Collect every line below that contains the word "background".

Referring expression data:
"""
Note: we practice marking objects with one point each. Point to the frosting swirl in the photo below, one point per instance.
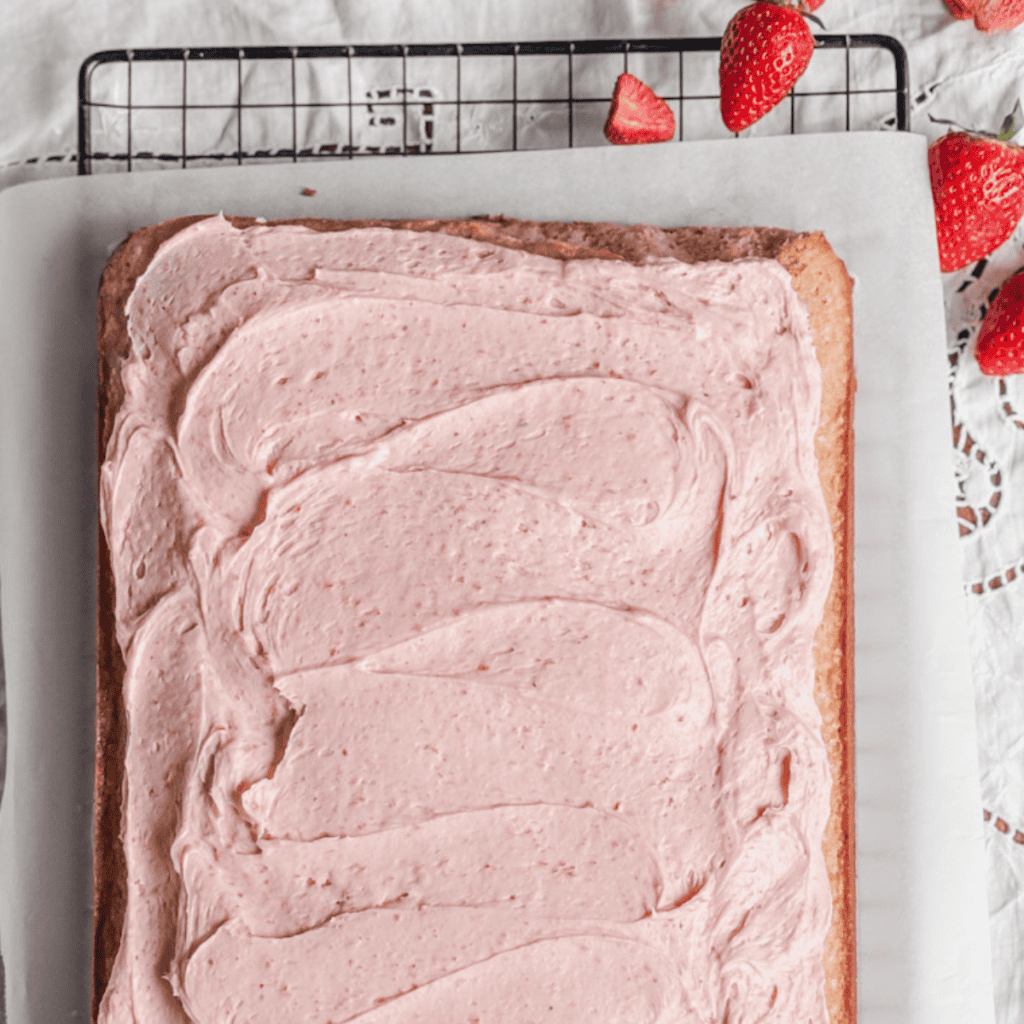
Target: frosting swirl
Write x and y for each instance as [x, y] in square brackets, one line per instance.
[467, 599]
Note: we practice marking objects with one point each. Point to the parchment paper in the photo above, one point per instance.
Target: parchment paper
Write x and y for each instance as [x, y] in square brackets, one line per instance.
[924, 949]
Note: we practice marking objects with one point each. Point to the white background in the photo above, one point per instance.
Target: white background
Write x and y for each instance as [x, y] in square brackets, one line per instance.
[956, 74]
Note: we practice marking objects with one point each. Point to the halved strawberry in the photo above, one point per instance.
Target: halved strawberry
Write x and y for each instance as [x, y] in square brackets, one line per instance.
[637, 115]
[765, 48]
[999, 348]
[989, 15]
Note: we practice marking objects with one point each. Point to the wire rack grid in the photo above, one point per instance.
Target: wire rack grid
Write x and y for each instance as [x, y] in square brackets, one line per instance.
[147, 109]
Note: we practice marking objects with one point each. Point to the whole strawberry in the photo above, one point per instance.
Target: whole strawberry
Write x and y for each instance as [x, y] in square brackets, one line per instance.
[999, 348]
[765, 48]
[989, 15]
[978, 190]
[637, 115]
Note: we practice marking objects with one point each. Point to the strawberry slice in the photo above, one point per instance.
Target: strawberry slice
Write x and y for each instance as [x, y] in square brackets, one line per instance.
[637, 115]
[999, 348]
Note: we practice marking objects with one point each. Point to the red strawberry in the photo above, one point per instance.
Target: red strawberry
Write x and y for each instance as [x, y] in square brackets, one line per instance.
[989, 15]
[766, 47]
[999, 348]
[637, 115]
[978, 190]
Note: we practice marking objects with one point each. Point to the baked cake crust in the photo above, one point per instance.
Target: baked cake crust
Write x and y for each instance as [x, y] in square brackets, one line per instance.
[825, 288]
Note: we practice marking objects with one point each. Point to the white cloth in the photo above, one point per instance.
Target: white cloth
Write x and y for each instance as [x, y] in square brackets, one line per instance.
[956, 74]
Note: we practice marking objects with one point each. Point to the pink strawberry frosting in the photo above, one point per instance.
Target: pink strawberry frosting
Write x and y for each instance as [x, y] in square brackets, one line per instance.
[467, 598]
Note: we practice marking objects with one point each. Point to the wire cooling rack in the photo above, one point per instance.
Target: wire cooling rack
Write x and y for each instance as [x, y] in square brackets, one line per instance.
[147, 109]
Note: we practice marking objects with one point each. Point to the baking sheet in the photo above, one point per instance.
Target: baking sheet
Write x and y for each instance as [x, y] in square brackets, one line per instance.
[923, 933]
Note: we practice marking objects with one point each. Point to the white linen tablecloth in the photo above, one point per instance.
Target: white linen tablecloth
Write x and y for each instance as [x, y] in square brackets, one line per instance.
[956, 74]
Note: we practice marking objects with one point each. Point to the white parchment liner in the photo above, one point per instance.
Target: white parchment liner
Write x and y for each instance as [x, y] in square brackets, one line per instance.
[923, 930]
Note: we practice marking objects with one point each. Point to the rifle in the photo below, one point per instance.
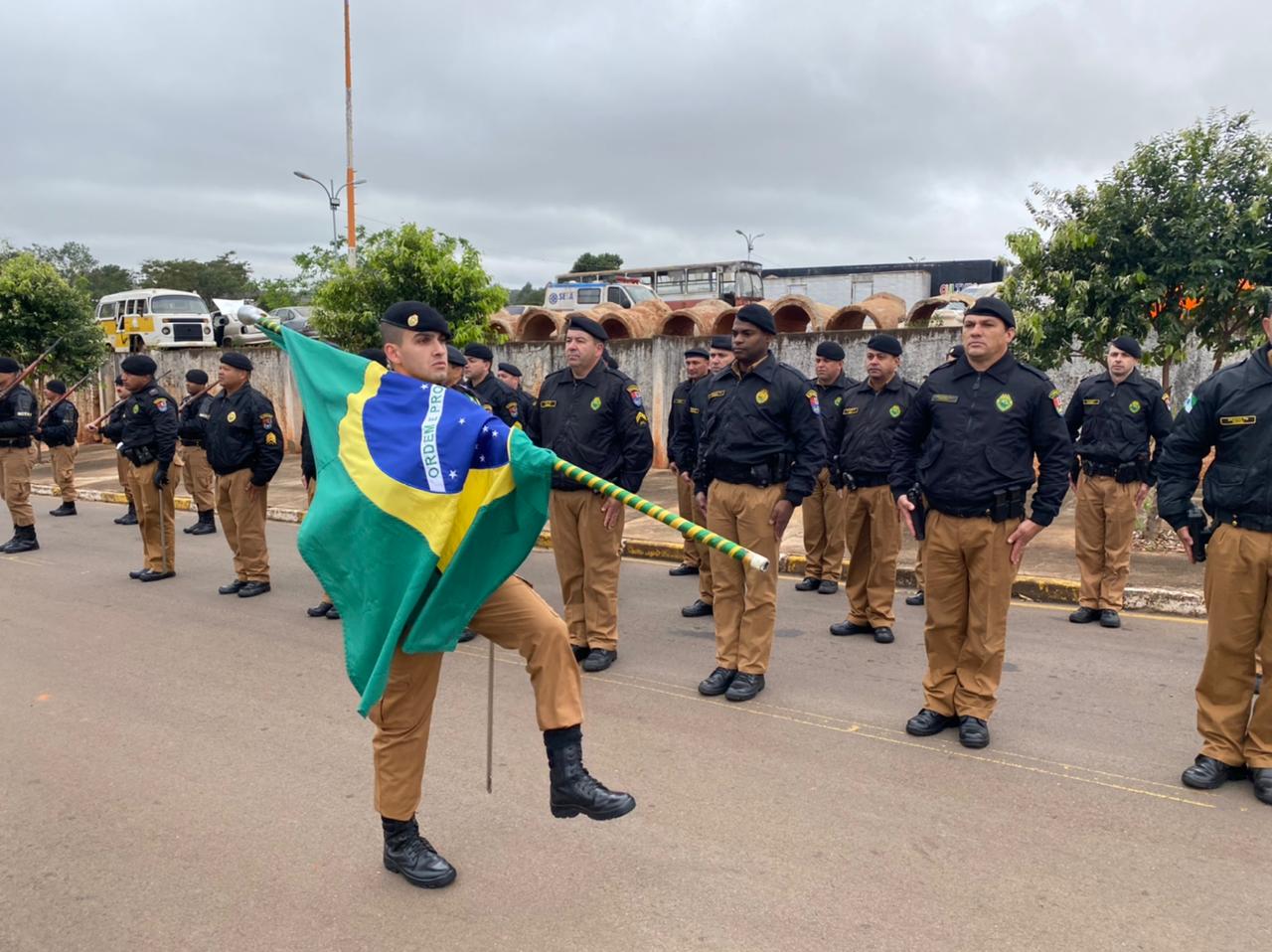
"""
-- Response box --
Note: we practice marking objects with one point each. Point to the white background in the photo above, one point per instance.
Target: white background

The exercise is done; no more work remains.